### [Text for analysis]
************

When social media went mainstream in 2008, marketers were agog at the potential to scale their messages virally at zero cost. It hasn’t quite turned out that way.
2010 may be remembered as the year of the filters, when social networks built walls to protect privacy and tier the connections of individual users. Facebook launched Groups, smaller subnetworks “where you can build a space for important groups of people in your life,” invisible to outsiders. Facebook also continued to evolve EdgeRank, its algorithm that shows only a fraction of all your friends’ posts in your “news feed” stream by judging them on affinity, comments, and recency (the closer you are to someone on Facebook, the more comments their post gets, and the timeliness of the post make it more likely to pop into your stream). Google Wave bit the dust, after the search giant screwed up by thinking it could simply port your Gmail contacts into a visible social network — but providing too much visibility, say, showing people you barely know all your email business development contacts. The new iPhone app Path invited users to build mobile networks of only 50 people, turning social media into an elite party-invite list.

************

[Saved entries]
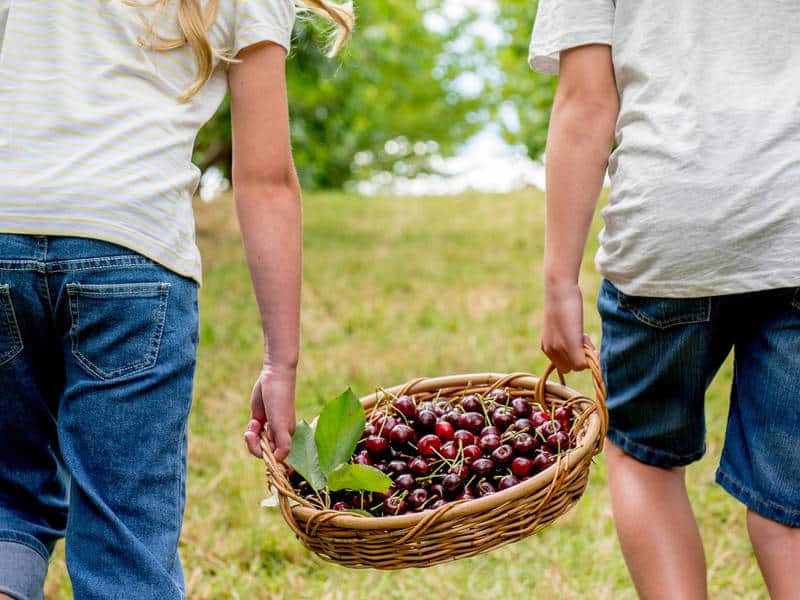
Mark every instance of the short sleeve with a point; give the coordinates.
(564, 24)
(263, 21)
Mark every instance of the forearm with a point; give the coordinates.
(270, 218)
(579, 143)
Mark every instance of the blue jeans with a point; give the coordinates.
(97, 358)
(660, 354)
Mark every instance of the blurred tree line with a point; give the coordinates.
(393, 98)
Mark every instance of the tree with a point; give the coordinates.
(529, 94)
(383, 101)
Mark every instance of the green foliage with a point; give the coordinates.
(358, 477)
(339, 428)
(303, 456)
(322, 456)
(531, 94)
(393, 81)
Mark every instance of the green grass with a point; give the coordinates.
(396, 288)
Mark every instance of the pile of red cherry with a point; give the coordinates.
(443, 450)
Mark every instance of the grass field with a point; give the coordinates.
(396, 288)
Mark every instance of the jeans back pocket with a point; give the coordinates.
(662, 313)
(116, 329)
(10, 338)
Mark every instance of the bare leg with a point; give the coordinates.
(777, 549)
(656, 528)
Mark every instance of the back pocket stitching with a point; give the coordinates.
(698, 316)
(142, 290)
(13, 327)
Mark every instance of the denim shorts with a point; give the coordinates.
(659, 356)
(97, 357)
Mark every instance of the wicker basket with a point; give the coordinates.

************

### [Task brief]
Extend the article above about social networks adding privacy filters in 2010, starting right after its last sentence.

### [Your response]
It all makes sense. Analysis of social networks shows that people don’t want to connect to the world; they have biases and regional group interests creating small pools of connections. Anthropologist Robin Dunbar suggested humans, like primates, can only manage about 150 relationships realistically. But a more apt model for understanding filtering may be Robert Sommer’s 1969 “personal space” logic, which really had three fields — distance communication, hand/tool use level content, and intimate whispers-in-your-ear messages. The psychology of how we speak to others goes back to cave days, where humans heard stories by the fire, worked with our hands, and spoke quietly to lovers. We have different needs and set up boundaries to take in messaging from each field. You see this in our tools today: movies and TVs show big images from afar; laptops and PCs give us content 3 feet way; cell phones and ear buds put intimacy near your head.
If we’ve always sorted messaging by these three dimensions, we do the same with our human networks. Danah Boyd has suggested social graphs are divided into three distances: behavioral, all those we really know; articulated, those we say we know; and personal, our true intimate friends or family. The collapse of Google Wave and rise of Facebook Groups show people need to sort human contacts just as we manage our communication needs, by far, medium and close proximity. Marketers who wish to truly influence consumers by reaching their inner minds will have to be more clever and relevant. And, unfortunately for them, there is an inverse correlation between the ability to get close and the freedom to scale across vast networks to all.